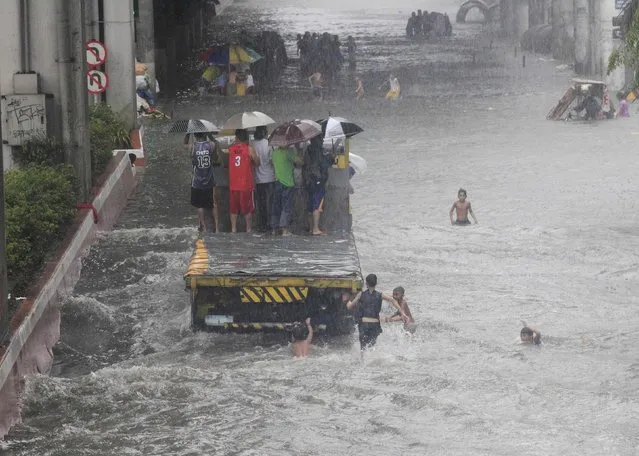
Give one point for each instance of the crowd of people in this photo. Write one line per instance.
(425, 24)
(260, 179)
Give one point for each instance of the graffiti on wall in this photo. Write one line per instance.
(24, 115)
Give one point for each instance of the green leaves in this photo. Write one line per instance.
(39, 201)
(628, 53)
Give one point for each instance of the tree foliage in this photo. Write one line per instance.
(39, 201)
(628, 53)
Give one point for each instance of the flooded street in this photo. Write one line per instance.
(556, 246)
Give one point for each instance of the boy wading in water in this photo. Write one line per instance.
(369, 304)
(462, 209)
(301, 338)
(409, 322)
(529, 335)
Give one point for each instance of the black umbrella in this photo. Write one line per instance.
(188, 126)
(338, 127)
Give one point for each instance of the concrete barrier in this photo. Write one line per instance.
(36, 324)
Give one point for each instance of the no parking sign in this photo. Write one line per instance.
(97, 81)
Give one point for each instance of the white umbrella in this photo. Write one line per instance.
(336, 127)
(294, 132)
(193, 126)
(357, 163)
(245, 120)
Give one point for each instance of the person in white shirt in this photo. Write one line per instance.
(267, 219)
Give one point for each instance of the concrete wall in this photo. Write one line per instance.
(36, 325)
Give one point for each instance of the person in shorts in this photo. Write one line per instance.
(301, 338)
(202, 182)
(462, 209)
(369, 304)
(242, 159)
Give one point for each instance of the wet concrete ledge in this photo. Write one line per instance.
(36, 325)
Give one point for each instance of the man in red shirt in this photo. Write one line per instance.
(242, 159)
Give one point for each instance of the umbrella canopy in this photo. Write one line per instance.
(233, 54)
(357, 163)
(246, 120)
(193, 126)
(336, 127)
(294, 132)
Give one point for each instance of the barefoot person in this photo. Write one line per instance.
(369, 304)
(462, 208)
(202, 183)
(301, 338)
(529, 335)
(409, 322)
(359, 90)
(242, 159)
(317, 84)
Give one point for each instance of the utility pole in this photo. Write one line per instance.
(73, 90)
(4, 302)
(145, 37)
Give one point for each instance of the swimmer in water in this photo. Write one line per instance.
(301, 338)
(529, 335)
(409, 322)
(462, 208)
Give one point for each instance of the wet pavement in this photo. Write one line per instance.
(556, 246)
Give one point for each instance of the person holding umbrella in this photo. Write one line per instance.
(284, 160)
(242, 159)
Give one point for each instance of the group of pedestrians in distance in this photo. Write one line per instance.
(320, 53)
(259, 178)
(427, 24)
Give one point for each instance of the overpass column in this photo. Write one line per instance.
(582, 36)
(10, 58)
(120, 65)
(507, 17)
(521, 17)
(563, 34)
(616, 79)
(145, 32)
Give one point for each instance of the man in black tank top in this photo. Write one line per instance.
(368, 305)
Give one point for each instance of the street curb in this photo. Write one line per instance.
(37, 321)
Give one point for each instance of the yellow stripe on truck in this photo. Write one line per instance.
(273, 294)
(199, 261)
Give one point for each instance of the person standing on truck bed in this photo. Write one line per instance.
(369, 304)
(242, 159)
(284, 161)
(202, 182)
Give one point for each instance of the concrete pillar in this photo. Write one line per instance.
(4, 304)
(44, 56)
(521, 16)
(92, 30)
(616, 79)
(10, 59)
(120, 65)
(507, 17)
(145, 33)
(595, 57)
(563, 33)
(582, 36)
(72, 69)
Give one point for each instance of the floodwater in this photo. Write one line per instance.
(556, 245)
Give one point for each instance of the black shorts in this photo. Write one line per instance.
(202, 199)
(368, 333)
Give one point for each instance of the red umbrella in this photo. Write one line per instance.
(294, 132)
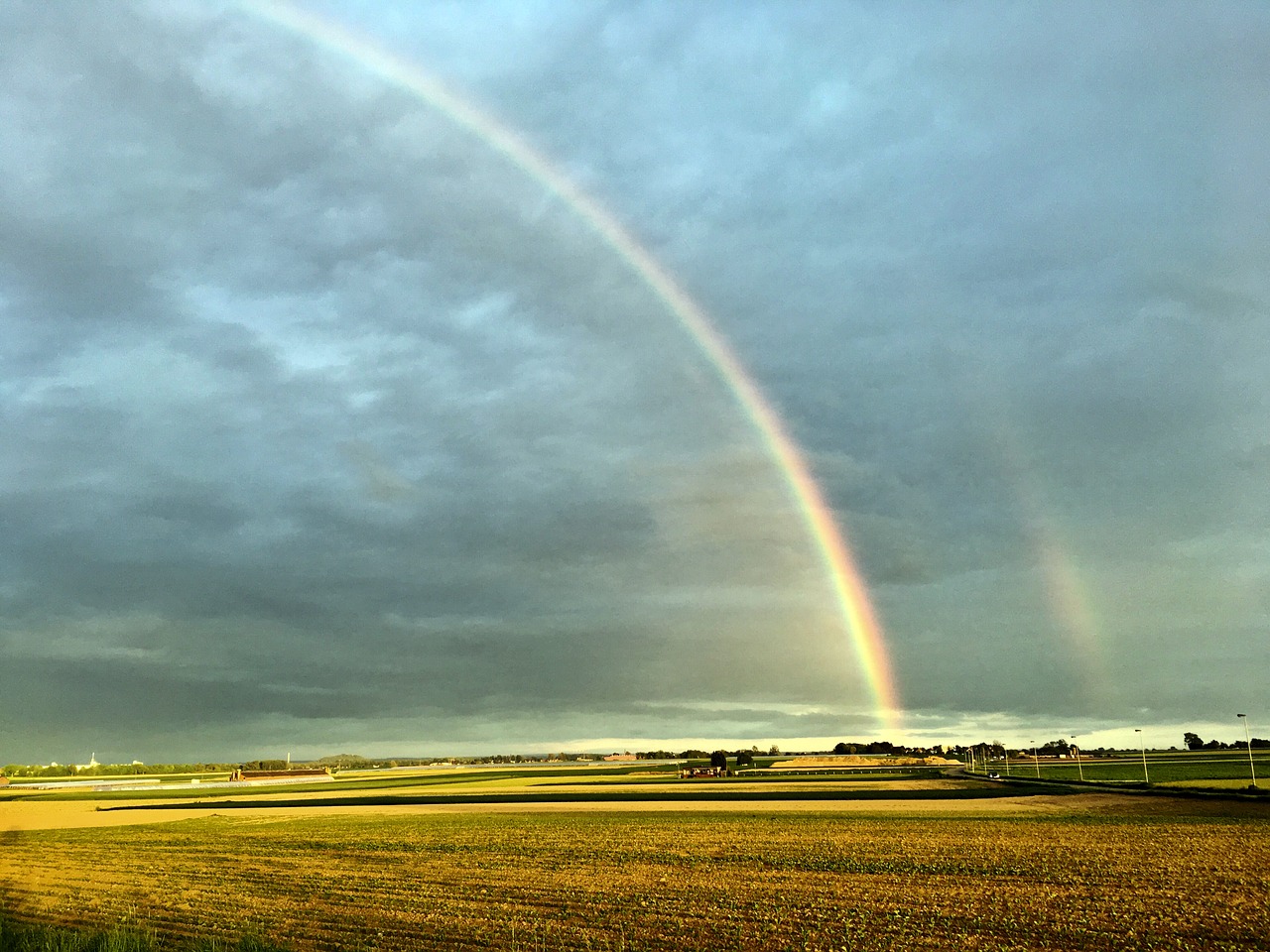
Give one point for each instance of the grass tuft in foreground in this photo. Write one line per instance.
(26, 937)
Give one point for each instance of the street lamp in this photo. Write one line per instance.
(1248, 739)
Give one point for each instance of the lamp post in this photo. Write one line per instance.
(1248, 739)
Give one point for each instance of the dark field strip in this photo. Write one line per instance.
(1160, 879)
(695, 793)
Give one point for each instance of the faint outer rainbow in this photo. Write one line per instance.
(848, 585)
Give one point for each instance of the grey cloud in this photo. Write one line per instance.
(314, 400)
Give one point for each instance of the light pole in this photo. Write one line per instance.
(1248, 739)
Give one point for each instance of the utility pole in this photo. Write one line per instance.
(1248, 739)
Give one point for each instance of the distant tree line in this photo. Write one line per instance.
(1197, 743)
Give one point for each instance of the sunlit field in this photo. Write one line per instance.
(1092, 871)
(1199, 769)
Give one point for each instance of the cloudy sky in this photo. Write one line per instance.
(325, 426)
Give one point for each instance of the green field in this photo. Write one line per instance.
(603, 858)
(1162, 767)
(1079, 879)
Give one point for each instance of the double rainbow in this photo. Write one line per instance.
(848, 587)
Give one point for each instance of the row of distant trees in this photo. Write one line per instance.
(1197, 743)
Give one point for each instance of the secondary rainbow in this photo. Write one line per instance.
(848, 587)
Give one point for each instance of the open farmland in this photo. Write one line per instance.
(1197, 769)
(1088, 873)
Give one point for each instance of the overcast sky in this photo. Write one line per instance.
(326, 428)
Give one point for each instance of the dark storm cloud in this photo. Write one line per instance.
(321, 419)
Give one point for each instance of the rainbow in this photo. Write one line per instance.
(848, 587)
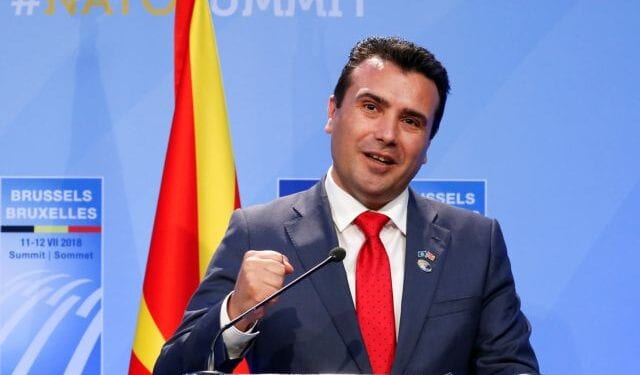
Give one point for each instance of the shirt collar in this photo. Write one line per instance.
(345, 208)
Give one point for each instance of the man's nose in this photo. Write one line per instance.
(386, 129)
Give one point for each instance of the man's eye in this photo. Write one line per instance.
(370, 107)
(412, 122)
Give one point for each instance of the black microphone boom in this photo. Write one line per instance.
(336, 254)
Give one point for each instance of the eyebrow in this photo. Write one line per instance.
(385, 103)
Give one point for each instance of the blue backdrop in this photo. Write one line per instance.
(544, 106)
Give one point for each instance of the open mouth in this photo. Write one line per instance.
(380, 158)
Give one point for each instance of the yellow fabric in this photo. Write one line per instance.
(214, 155)
(148, 341)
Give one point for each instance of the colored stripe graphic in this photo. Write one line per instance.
(51, 229)
(198, 191)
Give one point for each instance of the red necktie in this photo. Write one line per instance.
(374, 296)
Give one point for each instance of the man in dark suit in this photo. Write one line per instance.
(428, 291)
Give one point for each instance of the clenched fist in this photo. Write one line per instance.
(261, 274)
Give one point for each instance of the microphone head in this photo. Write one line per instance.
(337, 254)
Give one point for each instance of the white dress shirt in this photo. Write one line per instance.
(344, 210)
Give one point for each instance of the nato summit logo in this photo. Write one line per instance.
(50, 275)
(467, 194)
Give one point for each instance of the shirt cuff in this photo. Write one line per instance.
(235, 341)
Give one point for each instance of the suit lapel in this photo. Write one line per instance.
(419, 285)
(312, 234)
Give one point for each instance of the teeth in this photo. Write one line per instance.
(380, 158)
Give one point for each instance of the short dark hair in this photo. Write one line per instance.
(408, 56)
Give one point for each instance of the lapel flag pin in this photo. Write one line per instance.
(424, 260)
(424, 265)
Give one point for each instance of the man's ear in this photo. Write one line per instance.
(331, 112)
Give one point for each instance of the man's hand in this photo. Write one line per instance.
(261, 274)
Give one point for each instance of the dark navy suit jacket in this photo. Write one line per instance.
(463, 317)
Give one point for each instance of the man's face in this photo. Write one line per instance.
(380, 133)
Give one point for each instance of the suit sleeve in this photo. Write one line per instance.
(189, 348)
(502, 342)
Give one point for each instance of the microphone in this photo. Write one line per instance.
(336, 255)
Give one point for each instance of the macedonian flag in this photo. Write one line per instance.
(198, 191)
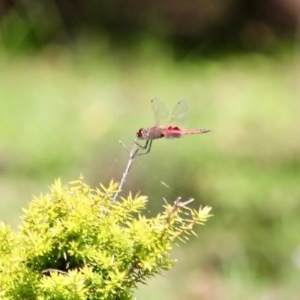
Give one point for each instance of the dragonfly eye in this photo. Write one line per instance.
(140, 133)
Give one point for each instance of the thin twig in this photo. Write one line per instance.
(132, 156)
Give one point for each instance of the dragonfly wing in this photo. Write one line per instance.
(179, 112)
(160, 111)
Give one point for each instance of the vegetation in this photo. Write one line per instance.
(75, 243)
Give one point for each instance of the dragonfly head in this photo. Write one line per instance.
(142, 134)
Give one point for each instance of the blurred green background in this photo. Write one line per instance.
(76, 77)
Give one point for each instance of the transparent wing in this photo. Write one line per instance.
(179, 113)
(160, 111)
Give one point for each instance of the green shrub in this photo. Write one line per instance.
(75, 243)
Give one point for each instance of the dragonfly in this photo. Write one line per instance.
(170, 130)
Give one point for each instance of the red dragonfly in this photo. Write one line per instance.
(169, 131)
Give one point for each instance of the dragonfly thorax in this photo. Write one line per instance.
★ ★ ★ ★
Please rewrite the rows from the line containing "Give one point for each instance of the blurred" through the end of the rows, swapping every "dragonfly" for "damselfly" and keeping everything else unchanged.

Give one point for each instance of the blurred green background in this photo. Write one line per instance.
(76, 77)
Give one point for each instance of the transparent wing in this photo. Write one line per instance.
(179, 113)
(160, 111)
Give one point for each instance of the green shrub in this photo. Write one line per instance.
(75, 243)
Give one point for each instance of the damselfly in this photo. Write one line per instance.
(170, 130)
Give one point for each instance of the red damselfly in this photo. Write one line per instance.
(169, 131)
Give one point for each instance of the damselfly thorax in this photo. Write one line per instance.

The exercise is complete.